Your assignment. Find the line that contains "Please drop a marker on every instance of the plaque", then repeat it and each line after it to the end of the records, exactly.

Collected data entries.
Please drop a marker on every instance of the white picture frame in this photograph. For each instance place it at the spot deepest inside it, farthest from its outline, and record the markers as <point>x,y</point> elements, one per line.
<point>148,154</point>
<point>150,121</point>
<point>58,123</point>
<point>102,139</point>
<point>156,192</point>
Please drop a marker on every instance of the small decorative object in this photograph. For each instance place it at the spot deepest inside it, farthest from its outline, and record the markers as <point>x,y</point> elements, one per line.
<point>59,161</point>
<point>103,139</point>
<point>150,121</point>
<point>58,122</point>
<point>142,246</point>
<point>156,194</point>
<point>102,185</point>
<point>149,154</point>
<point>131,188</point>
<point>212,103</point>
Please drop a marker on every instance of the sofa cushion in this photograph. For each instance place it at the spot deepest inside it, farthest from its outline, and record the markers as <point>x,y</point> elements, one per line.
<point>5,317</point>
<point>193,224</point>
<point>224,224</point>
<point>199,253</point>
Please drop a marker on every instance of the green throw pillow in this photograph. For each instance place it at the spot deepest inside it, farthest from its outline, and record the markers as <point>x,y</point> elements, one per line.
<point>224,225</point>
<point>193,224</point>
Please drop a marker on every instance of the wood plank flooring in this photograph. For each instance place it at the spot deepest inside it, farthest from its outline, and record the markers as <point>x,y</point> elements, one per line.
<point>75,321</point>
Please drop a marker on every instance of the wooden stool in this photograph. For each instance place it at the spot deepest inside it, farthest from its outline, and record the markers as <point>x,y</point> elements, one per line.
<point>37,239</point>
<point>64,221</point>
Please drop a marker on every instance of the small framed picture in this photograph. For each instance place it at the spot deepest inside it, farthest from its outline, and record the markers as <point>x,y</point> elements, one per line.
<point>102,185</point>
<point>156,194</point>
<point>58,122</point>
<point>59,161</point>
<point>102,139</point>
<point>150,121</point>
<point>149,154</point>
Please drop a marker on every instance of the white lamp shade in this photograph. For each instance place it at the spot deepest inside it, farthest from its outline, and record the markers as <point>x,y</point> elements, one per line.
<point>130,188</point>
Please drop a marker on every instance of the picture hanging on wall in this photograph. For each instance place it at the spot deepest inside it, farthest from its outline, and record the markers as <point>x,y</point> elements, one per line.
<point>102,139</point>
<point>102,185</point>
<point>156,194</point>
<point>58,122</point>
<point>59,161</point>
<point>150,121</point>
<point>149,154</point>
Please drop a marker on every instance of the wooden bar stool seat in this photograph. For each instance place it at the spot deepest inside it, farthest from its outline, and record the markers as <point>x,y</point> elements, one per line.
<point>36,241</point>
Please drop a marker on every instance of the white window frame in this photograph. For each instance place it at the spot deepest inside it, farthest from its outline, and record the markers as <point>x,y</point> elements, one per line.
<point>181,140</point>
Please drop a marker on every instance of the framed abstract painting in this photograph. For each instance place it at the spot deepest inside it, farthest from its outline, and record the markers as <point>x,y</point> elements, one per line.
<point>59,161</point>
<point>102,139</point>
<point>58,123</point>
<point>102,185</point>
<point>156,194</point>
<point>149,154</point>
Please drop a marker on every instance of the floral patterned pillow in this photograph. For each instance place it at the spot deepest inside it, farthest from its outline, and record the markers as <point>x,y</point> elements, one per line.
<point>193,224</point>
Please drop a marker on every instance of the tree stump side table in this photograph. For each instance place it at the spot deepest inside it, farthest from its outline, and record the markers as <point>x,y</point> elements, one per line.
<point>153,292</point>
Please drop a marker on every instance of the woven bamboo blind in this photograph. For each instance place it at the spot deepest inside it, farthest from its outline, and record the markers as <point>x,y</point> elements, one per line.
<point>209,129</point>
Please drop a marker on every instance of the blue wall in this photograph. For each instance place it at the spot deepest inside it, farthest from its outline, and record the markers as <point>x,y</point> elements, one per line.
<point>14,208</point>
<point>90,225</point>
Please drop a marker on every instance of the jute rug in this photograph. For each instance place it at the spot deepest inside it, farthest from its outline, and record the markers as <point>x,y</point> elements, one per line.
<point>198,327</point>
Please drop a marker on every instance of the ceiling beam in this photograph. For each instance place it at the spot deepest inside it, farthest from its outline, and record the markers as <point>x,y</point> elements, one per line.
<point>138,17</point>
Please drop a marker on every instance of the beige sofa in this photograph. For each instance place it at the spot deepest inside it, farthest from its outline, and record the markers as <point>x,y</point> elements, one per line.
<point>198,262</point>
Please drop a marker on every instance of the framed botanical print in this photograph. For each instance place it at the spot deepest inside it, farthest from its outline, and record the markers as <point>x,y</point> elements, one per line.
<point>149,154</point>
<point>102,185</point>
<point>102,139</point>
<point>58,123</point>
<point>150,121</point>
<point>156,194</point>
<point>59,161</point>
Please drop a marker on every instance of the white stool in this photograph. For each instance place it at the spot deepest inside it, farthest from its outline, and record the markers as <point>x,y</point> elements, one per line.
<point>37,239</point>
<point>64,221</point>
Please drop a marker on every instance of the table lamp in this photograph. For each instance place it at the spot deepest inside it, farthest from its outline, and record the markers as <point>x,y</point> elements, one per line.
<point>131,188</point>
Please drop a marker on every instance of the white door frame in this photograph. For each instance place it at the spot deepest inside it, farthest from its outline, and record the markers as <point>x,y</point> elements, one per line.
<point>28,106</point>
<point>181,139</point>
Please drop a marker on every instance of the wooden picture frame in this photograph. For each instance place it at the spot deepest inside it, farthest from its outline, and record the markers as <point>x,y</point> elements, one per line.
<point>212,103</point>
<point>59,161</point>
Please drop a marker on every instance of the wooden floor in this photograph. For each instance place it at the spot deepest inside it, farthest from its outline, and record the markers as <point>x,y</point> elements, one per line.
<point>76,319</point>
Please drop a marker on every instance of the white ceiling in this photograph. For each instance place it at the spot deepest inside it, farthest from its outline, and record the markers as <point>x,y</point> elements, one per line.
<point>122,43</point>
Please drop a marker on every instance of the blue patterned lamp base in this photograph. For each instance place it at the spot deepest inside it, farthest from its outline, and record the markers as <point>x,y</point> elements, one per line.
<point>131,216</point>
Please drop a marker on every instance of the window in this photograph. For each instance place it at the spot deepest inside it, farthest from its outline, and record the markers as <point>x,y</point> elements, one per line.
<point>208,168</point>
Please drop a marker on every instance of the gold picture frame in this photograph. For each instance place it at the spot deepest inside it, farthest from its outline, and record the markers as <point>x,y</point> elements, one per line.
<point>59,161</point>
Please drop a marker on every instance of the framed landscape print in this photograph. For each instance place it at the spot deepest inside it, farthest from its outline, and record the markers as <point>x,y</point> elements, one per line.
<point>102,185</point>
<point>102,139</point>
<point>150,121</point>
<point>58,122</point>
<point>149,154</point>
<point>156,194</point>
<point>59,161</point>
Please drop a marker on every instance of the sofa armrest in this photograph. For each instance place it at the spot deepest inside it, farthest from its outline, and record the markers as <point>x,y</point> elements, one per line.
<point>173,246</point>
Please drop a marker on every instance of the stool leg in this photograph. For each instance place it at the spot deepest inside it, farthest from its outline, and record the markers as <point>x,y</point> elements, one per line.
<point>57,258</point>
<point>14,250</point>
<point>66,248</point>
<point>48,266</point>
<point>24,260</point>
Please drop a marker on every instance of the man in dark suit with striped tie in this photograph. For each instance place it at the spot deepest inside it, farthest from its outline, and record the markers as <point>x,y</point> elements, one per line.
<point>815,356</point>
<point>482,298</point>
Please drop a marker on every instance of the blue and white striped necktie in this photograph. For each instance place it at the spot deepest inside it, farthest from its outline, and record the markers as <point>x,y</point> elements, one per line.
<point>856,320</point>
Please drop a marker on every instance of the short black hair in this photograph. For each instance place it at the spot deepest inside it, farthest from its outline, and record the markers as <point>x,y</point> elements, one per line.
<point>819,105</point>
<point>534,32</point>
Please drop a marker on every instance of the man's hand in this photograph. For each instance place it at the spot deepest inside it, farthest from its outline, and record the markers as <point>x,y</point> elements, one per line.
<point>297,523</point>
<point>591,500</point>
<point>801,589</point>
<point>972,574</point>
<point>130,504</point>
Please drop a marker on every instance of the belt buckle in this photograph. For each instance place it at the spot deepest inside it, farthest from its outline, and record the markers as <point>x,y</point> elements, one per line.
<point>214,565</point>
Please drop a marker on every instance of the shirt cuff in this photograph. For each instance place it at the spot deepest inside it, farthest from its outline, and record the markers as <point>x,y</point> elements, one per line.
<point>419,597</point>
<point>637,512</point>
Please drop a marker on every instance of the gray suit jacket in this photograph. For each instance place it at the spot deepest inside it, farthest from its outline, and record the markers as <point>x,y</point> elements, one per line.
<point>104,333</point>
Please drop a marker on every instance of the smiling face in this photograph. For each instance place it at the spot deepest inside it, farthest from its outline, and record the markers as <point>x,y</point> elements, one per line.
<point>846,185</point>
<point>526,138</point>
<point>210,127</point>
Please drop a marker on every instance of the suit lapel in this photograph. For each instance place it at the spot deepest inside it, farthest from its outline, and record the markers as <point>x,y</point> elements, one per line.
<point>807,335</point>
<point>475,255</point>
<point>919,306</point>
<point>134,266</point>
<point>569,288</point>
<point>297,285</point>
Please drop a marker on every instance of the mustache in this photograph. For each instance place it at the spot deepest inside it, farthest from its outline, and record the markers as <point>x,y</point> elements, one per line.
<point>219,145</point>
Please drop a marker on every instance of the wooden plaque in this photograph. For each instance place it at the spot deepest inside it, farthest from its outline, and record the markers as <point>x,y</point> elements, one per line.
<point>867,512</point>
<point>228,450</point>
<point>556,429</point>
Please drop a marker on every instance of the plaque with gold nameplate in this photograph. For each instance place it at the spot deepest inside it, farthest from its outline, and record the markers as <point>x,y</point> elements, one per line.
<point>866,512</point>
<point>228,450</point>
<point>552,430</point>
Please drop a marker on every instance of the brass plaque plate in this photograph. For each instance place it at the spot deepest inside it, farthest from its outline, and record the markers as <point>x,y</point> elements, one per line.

Task output.
Please drop a marker on every instance of the plaque with gold nameplate in this photograph. For each instance place it at the spot deepest inside it, farthest from its outline, and record the markers as <point>x,y</point> elements, one per line.
<point>866,512</point>
<point>228,450</point>
<point>552,430</point>
Please drop a marker on every instance of the brass plaque plate in this photograph. For each instance place it at the spot deepest inside it, farthest from its outline, and record the markers as <point>x,y</point> elements, one per line.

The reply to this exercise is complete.